### Work task
Leave the pictures behind and reproduce every line of the listing exactly.

### The input

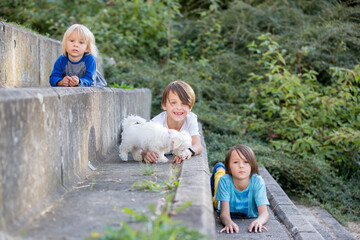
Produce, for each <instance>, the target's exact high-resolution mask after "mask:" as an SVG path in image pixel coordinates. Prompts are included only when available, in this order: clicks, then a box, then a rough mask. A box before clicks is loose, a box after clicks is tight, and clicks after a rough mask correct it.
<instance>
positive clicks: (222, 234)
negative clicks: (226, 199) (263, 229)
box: [215, 208, 291, 240]
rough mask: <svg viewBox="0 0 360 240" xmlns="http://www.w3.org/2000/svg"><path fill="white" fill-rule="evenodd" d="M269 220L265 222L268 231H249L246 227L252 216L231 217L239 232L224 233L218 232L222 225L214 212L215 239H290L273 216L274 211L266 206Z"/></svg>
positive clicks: (248, 226) (252, 219)
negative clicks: (214, 214)
mask: <svg viewBox="0 0 360 240" xmlns="http://www.w3.org/2000/svg"><path fill="white" fill-rule="evenodd" d="M268 211H269V215H270V216H269V220H268V222H267V223H266V225H265V226H266V228H267V229H268V231H265V230H263V231H262V232H261V233H249V232H248V227H249V225H250V223H251V222H252V221H254V219H253V218H250V219H233V221H234V222H235V223H236V224H237V225H238V226H239V233H233V234H226V233H220V231H221V229H223V227H224V225H223V224H222V223H221V221H220V217H219V213H215V219H216V232H217V239H224V240H226V239H274V240H289V239H291V238H290V236H289V235H288V231H287V229H286V228H285V227H284V226H283V225H282V224H281V223H280V222H279V221H278V219H277V218H276V217H275V216H274V213H273V212H272V211H271V209H270V208H268Z"/></svg>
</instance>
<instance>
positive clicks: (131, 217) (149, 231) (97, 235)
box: [89, 197, 208, 240]
mask: <svg viewBox="0 0 360 240" xmlns="http://www.w3.org/2000/svg"><path fill="white" fill-rule="evenodd" d="M171 201H172V197H169V198H168V199H167V203H168V204H170V203H171ZM168 204H167V205H168ZM187 206H189V203H185V204H184V206H181V207H180V208H179V210H181V209H183V208H186V207H187ZM149 209H150V211H151V215H146V214H142V213H137V212H136V211H134V210H132V209H130V208H124V209H123V211H124V213H126V214H129V215H130V217H131V219H132V223H140V224H141V226H140V227H132V226H131V225H130V224H129V223H127V222H121V223H120V228H119V229H113V228H107V229H106V230H105V233H104V235H103V236H101V235H100V234H99V233H96V232H93V233H92V234H91V235H90V236H89V238H91V239H98V240H115V239H144V240H147V239H148V240H153V239H158V240H168V239H172V240H176V239H179V240H180V239H181V240H183V239H188V240H192V239H193V240H198V239H208V237H207V236H205V235H204V234H201V233H199V232H198V231H196V230H192V229H189V228H188V227H187V226H185V225H183V224H181V223H180V222H179V221H174V220H172V219H171V215H170V212H168V211H166V208H164V210H163V211H162V213H161V214H157V213H156V210H155V206H154V205H150V206H149ZM172 214H176V212H172Z"/></svg>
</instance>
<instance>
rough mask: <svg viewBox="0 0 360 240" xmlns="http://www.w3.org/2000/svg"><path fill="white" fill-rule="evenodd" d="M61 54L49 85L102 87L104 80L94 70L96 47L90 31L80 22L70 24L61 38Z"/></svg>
mask: <svg viewBox="0 0 360 240" xmlns="http://www.w3.org/2000/svg"><path fill="white" fill-rule="evenodd" d="M62 49H63V54H62V55H61V56H60V57H59V58H58V59H57V60H56V62H55V64H54V68H53V70H52V72H51V75H50V78H49V83H50V85H51V86H53V87H55V86H62V87H77V86H82V87H90V86H94V87H104V86H106V85H107V83H106V80H105V79H104V77H103V76H102V75H101V74H100V72H99V71H97V70H96V61H95V57H96V56H97V48H96V45H95V38H94V35H93V34H92V32H91V31H90V30H89V29H88V28H87V27H85V26H84V25H81V24H73V25H72V26H70V27H69V28H68V29H67V30H66V32H65V34H64V37H63V40H62Z"/></svg>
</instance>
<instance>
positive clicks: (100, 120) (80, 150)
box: [0, 87, 151, 232]
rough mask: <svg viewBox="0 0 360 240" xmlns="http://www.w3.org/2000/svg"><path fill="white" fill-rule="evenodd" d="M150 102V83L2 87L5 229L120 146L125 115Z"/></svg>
mask: <svg viewBox="0 0 360 240" xmlns="http://www.w3.org/2000/svg"><path fill="white" fill-rule="evenodd" d="M150 108H151V92H150V90H148V89H135V90H123V89H110V88H103V89H99V88H60V87H59V88H22V89H19V88H12V89H6V88H2V89H1V88H0V229H1V230H4V231H10V232H11V231H13V230H15V229H17V228H19V227H20V226H21V225H22V224H23V223H24V222H25V221H26V220H28V219H29V218H31V217H33V216H36V215H38V214H39V213H40V212H41V211H44V210H46V207H48V206H49V205H50V204H51V203H53V202H54V200H55V199H57V198H59V197H60V196H61V194H63V193H64V192H66V191H67V189H70V188H71V187H72V186H74V184H75V183H76V182H77V181H79V180H81V179H82V178H83V177H84V175H85V174H86V173H87V172H88V171H90V170H89V167H88V164H89V162H90V163H91V165H94V166H96V165H97V163H98V162H97V161H99V160H98V159H100V161H101V159H103V158H105V157H106V155H107V154H108V153H109V152H110V151H111V149H113V148H114V147H117V145H118V144H119V143H120V138H119V137H120V131H121V129H120V124H121V121H122V119H123V118H124V117H125V116H127V115H129V114H137V115H139V116H142V117H144V118H146V119H149V118H150Z"/></svg>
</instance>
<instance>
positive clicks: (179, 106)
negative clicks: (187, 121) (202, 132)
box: [162, 91, 191, 122]
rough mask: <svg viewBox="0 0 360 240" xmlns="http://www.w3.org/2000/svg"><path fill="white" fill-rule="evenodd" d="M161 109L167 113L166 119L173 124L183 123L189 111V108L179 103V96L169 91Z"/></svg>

### Finished exercise
Produce, for each <instance>, the target's exact high-resolution mask after "mask:" as an SVG path in image pixel coordinates. Prompts are included only when available, in this order: clicks, then a box, then a rough mask. A box before clicks is loose, a box after clicks is tight, and clicks after a rough mask correct it.
<instance>
positive clicks: (222, 234)
negative clicks: (226, 199) (263, 229)
box: [215, 208, 291, 240]
rough mask: <svg viewBox="0 0 360 240" xmlns="http://www.w3.org/2000/svg"><path fill="white" fill-rule="evenodd" d="M269 220L265 222L268 231H249L246 227L252 216L231 217L239 232L224 233L218 232L222 225L214 212L215 239H290L273 216L274 211L266 206Z"/></svg>
positive clicks: (248, 226) (252, 219)
negative clicks: (214, 214)
mask: <svg viewBox="0 0 360 240" xmlns="http://www.w3.org/2000/svg"><path fill="white" fill-rule="evenodd" d="M268 211H269V215H270V216H269V220H268V222H267V223H266V225H265V226H266V228H267V229H268V231H265V230H263V231H262V232H261V233H249V232H248V227H249V225H250V223H251V222H252V221H254V219H253V218H250V219H233V221H234V222H235V223H236V224H237V225H238V226H239V233H233V234H226V233H220V231H221V229H223V227H224V225H223V224H222V223H221V221H220V217H219V213H215V219H216V232H217V239H224V240H226V239H274V240H289V239H291V238H290V236H289V235H288V231H287V229H286V228H285V227H284V226H283V225H282V224H281V223H280V222H279V221H278V219H277V218H276V217H275V216H274V213H273V212H272V211H271V209H270V208H268Z"/></svg>
</instance>
<instance>
positive clicks: (131, 217) (149, 231) (97, 235)
box: [89, 197, 208, 240]
mask: <svg viewBox="0 0 360 240" xmlns="http://www.w3.org/2000/svg"><path fill="white" fill-rule="evenodd" d="M171 201H172V197H169V198H168V199H167V203H168V204H170V203H171ZM168 204H167V205H168ZM187 206H189V203H185V204H184V206H181V207H180V208H179V210H181V209H183V208H186V207H187ZM149 209H150V211H151V215H146V214H142V213H137V212H136V211H134V210H132V209H130V208H124V209H123V211H124V213H126V214H129V215H130V217H131V219H132V223H140V224H141V226H140V227H132V226H131V225H130V224H129V223H127V222H121V223H120V228H119V229H113V228H107V229H106V230H105V233H104V235H103V236H101V235H100V234H99V233H96V232H93V233H92V234H91V235H90V236H89V238H91V239H98V240H115V239H144V240H147V239H148V240H153V239H158V240H168V239H172V240H176V239H179V240H180V239H181V240H183V239H188V240H192V239H193V240H198V239H208V237H207V236H205V235H204V234H201V233H199V232H198V231H196V230H192V229H189V228H188V227H187V226H185V225H183V224H181V223H180V222H179V221H174V220H172V219H171V215H170V212H168V211H166V208H164V210H163V211H162V213H161V214H157V213H156V210H155V206H154V205H150V206H149ZM172 214H176V212H172Z"/></svg>
</instance>
<instance>
rough mask: <svg viewBox="0 0 360 240" xmlns="http://www.w3.org/2000/svg"><path fill="white" fill-rule="evenodd" d="M61 54L49 85L102 87L104 80L94 70L96 47L90 31L80 22L70 24L61 38Z"/></svg>
mask: <svg viewBox="0 0 360 240" xmlns="http://www.w3.org/2000/svg"><path fill="white" fill-rule="evenodd" d="M62 49H63V54H62V55H61V56H60V57H59V58H58V59H57V60H56V62H55V64H54V68H53V70H52V72H51V75H50V78H49V83H50V85H51V86H53V87H55V86H62V87H77V86H82V87H90V86H94V87H104V86H106V85H107V83H106V80H105V79H104V77H103V76H102V75H101V74H100V72H99V71H97V70H96V61H95V57H96V56H97V48H96V45H95V38H94V35H93V34H92V32H91V31H90V30H89V29H88V28H87V27H85V26H84V25H81V24H73V25H72V26H70V27H69V28H68V29H67V30H66V32H65V34H64V37H63V40H62Z"/></svg>
</instance>
<instance>
positive clicks: (100, 120) (80, 150)
box: [0, 87, 151, 232]
rough mask: <svg viewBox="0 0 360 240" xmlns="http://www.w3.org/2000/svg"><path fill="white" fill-rule="evenodd" d="M150 102V83L2 87L5 229L120 146L125 115Z"/></svg>
mask: <svg viewBox="0 0 360 240" xmlns="http://www.w3.org/2000/svg"><path fill="white" fill-rule="evenodd" d="M150 108H151V92H150V90H148V89H135V90H123V89H110V88H103V89H99V88H60V87H59V88H22V89H19V88H12V89H6V88H2V89H1V88H0V229H1V230H4V231H10V232H11V231H13V230H15V229H17V228H19V227H20V226H21V225H22V224H23V223H24V222H25V221H26V220H28V219H29V218H31V217H33V216H36V215H38V214H39V213H40V212H41V211H44V210H46V207H48V206H49V205H50V204H51V203H53V202H54V200H55V199H57V198H59V197H60V196H61V194H63V193H64V192H66V191H67V189H70V188H71V187H72V186H74V184H75V183H76V182H77V181H79V180H81V179H82V178H83V177H84V175H85V174H86V173H87V172H88V171H90V170H89V167H88V164H89V162H90V163H91V165H94V166H96V165H97V163H98V162H97V161H99V160H98V159H100V161H101V159H103V158H105V157H106V155H107V154H108V153H109V152H110V151H111V149H113V148H114V147H117V145H118V144H119V143H120V138H119V137H120V131H121V129H120V124H121V121H122V119H123V118H124V117H125V116H127V115H129V114H137V115H139V116H142V117H144V118H146V119H149V118H150Z"/></svg>
</instance>
<instance>
positive clicks: (179, 106)
negative clicks: (187, 121) (202, 132)
box: [162, 91, 191, 122]
rough mask: <svg viewBox="0 0 360 240" xmlns="http://www.w3.org/2000/svg"><path fill="white" fill-rule="evenodd" d="M161 109L167 113L166 119L173 124L183 123L189 111V108L179 103V96L169 91Z"/></svg>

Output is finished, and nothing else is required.